Nos últimos dias, especialistas, ONGs e líderes indígenas realizaram reuniões na ONU, pedindo que:
- a ONU cobre uma ação do governo Lula;
- a organização amplie sua atenção ao que está ocorrendo no Brasil.
Um dos porta-vozes da operação no exterior é Júlio David Ye'kwana, presidente da Associação Wanasseduume Ye'kwana, da Terra Indígena Yanomami. Ele representa a Aliança de Defesa Territorial entre os povos kayapó, yanomami e munduruku. "Somos os três povos mais afetados pelo garimpo ilegal de ouro no Brasil", disse.
"O peixe que nos alimenta está envenenado e a caça fugiu para longe", afirmou, diante de governos e dos representantes da ONU.
"Nossos rios estão poluídos. As crianças já nascem em meio ao barulho dos motores e da poluição. Elas acham que nosso mundo é assim, mas não é. Costumávamos nascer com o som de pássaros e cachoeiras. Nossas crianças e mulheres estão doentes devido à poluição por mercúrio", disse.
========================
* _TAREFA 1_:
No texto sobre os líderes indígenas na ONU, qual associação Júlio David Ye'kwana preside?
* _TAREFA 2_:
Reproduza sem alterações, do texto sobre os líderes indígenas na ONU, o trecho que vai de "Nos últimos dias, especialistas, ONGs" até "representantes da ONU.".
* _TAREFA 3_:
Escreva a parte seguinte do texto sobre os líderes indígenas na ONU, começando logo após a última frase apresentada.
As linhas não são necessárias para resolver nada do que se pede.

* _DADOS FORNECIDOS_:
========================
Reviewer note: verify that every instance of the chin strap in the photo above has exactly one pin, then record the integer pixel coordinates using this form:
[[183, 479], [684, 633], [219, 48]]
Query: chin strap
========================
* _RESPOSTA ESCRITA 1_:
Ele preside a Associação Wanasseduume Ye'kwana, da Terra Indígena Yanomami.

* _RESPOSTA ESCRITA 2_:
Nos últimos dias, especialistas, ONGs e líderes indígenas realizaram reuniões na ONU, pedindo que:
- a ONU cobre uma ação do governo Lula;
- a organização amplie sua atenção ao que está ocorrendo no Brasil.
Um dos porta-vozes da operação no exterior é Júlio David Ye'kwana, presidente da Associação Wanasseduume Ye'kwana, da Terra Indígena Yanomami. Ele representa a Aliança de Defesa Territorial entre os povos kayapó, yanomami e munduruku. "Somos os três povos mais afetados pelo garimpo ilegal de ouro no Brasil", disse.
"O peixe que nos alimenta está envenenado e a caça fugiu para longe", afirmou, diante de governos e dos representantes da ONU.

* _RESPOSTA ESCRITA 3_:
A fala do líder indígena apontou para o fato de que as mudanças prometidas pelo governo Lula não estão sendo suficientes.
"Em 2023, o governo brasileiro declarou uma crise de saúde pública na Terra Indígena Yanomami, mas continuamos vendo nossas crianças morrendo de malária e desnutrição", alertou.
Queremos que a ONU coloque o Estado brasileiro como responsável pela proteção de nossos territórios e pela expulsão de todos os invasores. Queremos que o sistema de atendimento especial para a nossa saúde indígena seja realmente estruturado. Isso significa ter profissionais de saúde em nossas comunidades, capazes de nos tratar.
Júlio David Ye'kwana, presidente da Associação Wanasseduume Ye'kwana
Ele pediu a criação de um plano de tratamento urgente para as pessoas contaminadas por mercúrio, além de ampliar a pesquisa sobre contaminação por mercúrio a todas as comunidades afetadas pelo garimpo ilegal no país.
A liderança ainda cobrou do governo um plano para descontaminar os rios.
Crime organizado nas terras indígenas
Durante a reunião, outra liderança indígena também tomou a palavra. Doto Takak Ire, liderança kayapó da Terra Indígena Menkragnoti, apontou a existência da uma rede de crime organizado atuando em suas terras.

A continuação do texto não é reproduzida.